• _Selection_:
Re: UN/LOCODE perspective on character sets from Mark Davis ☕️ on 2015-12-18 (Unicode Mail List Archive)

From: Mark Davis ☕️ <mark_at_macchiato.com>
Date: Fri, 18 Dec 2015 08:26:44 +0100

Haven't looked it over in detail, but here is the notice:

http://www.unece.org/fileadmin/DAM/cefact/locode/2015-2_UNLOCODE_SecretariatNotes.pdf

From a quick scan: They've added latitude/longitude (to the minute, ~2km);
that's great because often the names of locations are ambiguous.

They still have deviations from the IATA codes, and various strange
omissions. And (as you note) they don't include the native name, unless it
can be spelled with a *subset* of Latin-1 characters (ugg). They list the
ISO subdivision code sometimes, but no consistent inclusion relations for
other codes (eg, they do have that San Francisco is in California, but they
miss many other similar relations in other countries). And the
latitude/longitude is often missing.

• _Given records_:

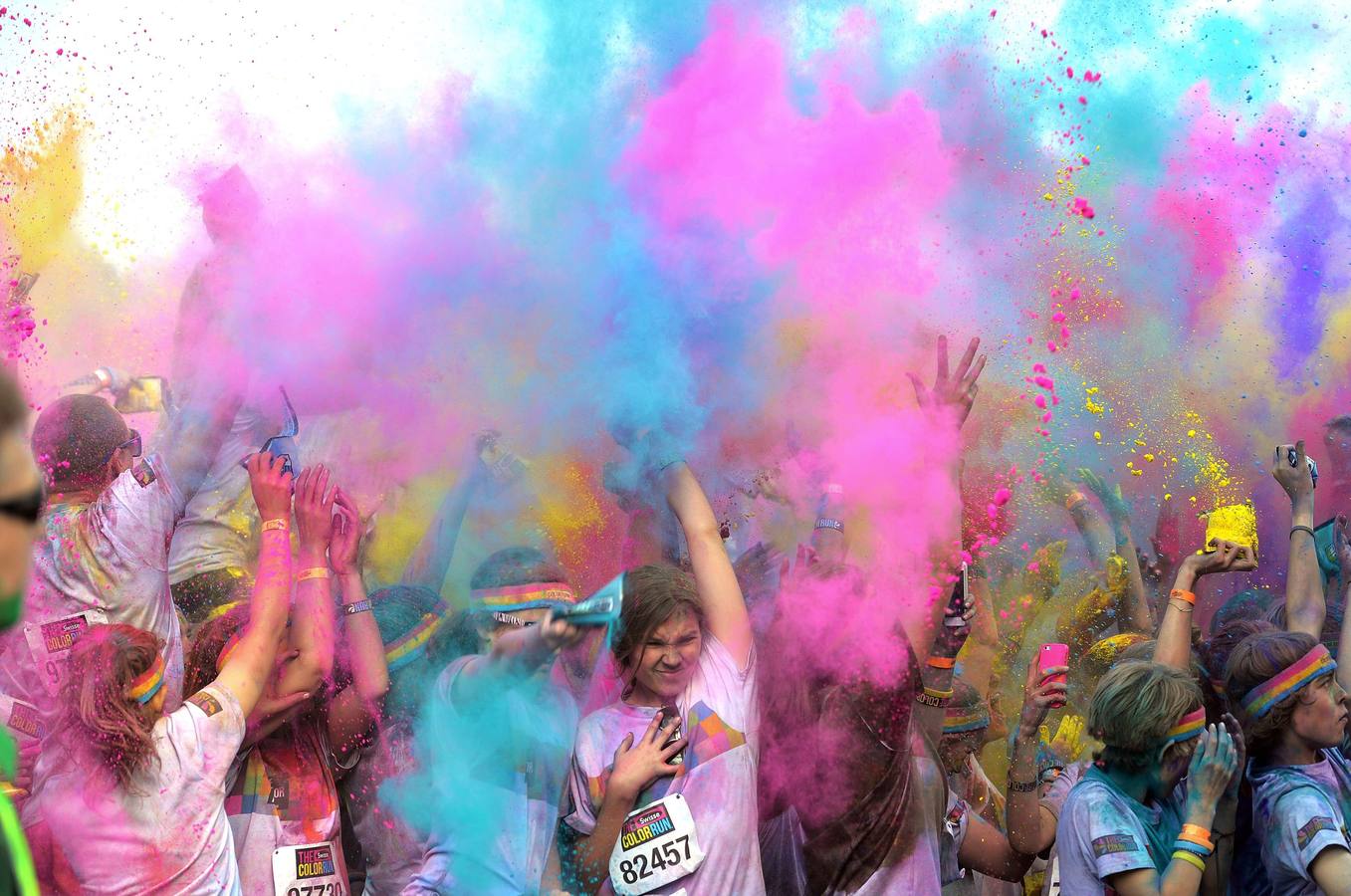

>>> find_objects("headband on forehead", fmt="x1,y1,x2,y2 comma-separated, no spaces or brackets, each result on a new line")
1242,645,1337,719
1163,707,1205,745
469,581,576,612
943,706,991,734
385,598,450,672
127,654,165,704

• _Directive_:
Reproduce the UN/LOCODE mail reply verbatim, everything from "From a quick" down to "is often missing.".

• _Worked solution_:
From a quick scan: They've added latitude/longitude (to the minute, ~2km);
that's great because often the names of locations are ambiguous.

They still have deviations from the IATA codes, and various strange
omissions. And (as you note) they don't include the native name, unless it
can be spelled with a *subset* of Latin-1 characters (ugg). They list the
ISO subdivision code sometimes, but no consistent inclusion relations for
other codes (eg, they do have that San Francisco is in California, but they
miss many other similar relations in other countries). And the
latitude/longitude is often missing.